Collected data entries:
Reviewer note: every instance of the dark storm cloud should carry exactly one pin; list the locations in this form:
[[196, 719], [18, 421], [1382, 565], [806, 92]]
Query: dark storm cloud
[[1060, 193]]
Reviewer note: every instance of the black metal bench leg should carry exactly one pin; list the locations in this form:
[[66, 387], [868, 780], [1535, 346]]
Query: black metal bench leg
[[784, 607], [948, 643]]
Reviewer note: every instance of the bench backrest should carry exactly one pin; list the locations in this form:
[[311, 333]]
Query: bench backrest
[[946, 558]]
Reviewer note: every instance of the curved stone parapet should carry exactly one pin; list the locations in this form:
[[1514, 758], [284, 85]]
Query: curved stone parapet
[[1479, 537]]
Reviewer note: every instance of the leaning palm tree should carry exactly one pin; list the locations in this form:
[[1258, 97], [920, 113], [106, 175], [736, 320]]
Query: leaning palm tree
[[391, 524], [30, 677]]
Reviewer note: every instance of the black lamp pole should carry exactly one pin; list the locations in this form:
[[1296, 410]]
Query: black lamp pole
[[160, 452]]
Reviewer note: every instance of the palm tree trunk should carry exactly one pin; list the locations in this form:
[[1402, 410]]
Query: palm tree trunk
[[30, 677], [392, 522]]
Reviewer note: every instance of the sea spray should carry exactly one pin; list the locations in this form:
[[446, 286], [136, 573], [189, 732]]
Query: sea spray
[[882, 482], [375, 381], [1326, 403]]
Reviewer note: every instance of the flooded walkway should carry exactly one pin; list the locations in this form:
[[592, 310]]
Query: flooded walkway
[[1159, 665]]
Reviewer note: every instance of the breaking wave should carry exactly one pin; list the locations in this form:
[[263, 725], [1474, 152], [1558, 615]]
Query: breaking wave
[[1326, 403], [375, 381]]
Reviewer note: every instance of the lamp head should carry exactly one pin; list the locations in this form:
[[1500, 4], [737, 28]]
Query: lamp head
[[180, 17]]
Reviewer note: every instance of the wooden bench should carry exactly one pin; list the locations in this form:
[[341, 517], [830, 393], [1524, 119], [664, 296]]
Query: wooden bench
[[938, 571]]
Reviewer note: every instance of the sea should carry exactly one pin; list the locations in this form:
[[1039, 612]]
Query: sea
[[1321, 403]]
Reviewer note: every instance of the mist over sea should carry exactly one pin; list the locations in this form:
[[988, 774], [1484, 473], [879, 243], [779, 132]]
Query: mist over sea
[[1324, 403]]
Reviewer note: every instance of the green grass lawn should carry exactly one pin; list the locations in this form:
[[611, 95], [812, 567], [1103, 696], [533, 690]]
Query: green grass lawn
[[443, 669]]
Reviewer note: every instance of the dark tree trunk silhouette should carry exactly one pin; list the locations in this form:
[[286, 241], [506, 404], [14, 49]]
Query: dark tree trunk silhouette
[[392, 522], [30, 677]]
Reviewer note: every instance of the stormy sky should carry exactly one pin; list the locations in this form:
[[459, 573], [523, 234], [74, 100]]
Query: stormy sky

**Exercise prompt**
Write out exactly the lines of the entries above that run from the line containing "[[263, 725], [1474, 152], [1558, 615]]" through the last line, including both.

**Completed exercise**
[[263, 725], [1474, 152], [1558, 615]]
Query: breaking wave
[[1326, 403], [375, 381]]
Reviewer note: every instance of the lamp head should carry exactly one pin; list the locations in this form:
[[1500, 4], [737, 28]]
Query: lamp head
[[180, 17]]
Reviewer note: every instance of the wooden bench should carry exactly one pin; list the locations in this form:
[[341, 517], [830, 393], [1524, 119], [664, 296]]
Query: wooden bench
[[938, 571]]
Reviewer note: every instance of the sea should carry exactly one pin; list the locations in this form:
[[1039, 612]]
Query: sea
[[1321, 403]]
Reviewer note: every instance of the mist over sea should carry exactly one pin; list the locations in this form:
[[988, 774], [1484, 473], [879, 243], [779, 132]]
Query: mist over sea
[[1324, 403]]
Reviewer note: every instance of the green grass lawn should carry exactly one pin; list the locations in this form:
[[611, 95], [812, 567], [1103, 696], [533, 690]]
Query: green grass lawn
[[443, 669]]
Reviewer note: every instance of the dark tree trunk silhouette should carry exactly one pin; list the locations in this form:
[[286, 241], [506, 404], [14, 49]]
Query: dark tree trunk silhouette
[[392, 522], [30, 677]]
Reviewer note: every instance of the stormy sky should carry exactly one pin; list the locations in this form:
[[459, 573], [523, 234], [74, 100]]
Query: stormy sky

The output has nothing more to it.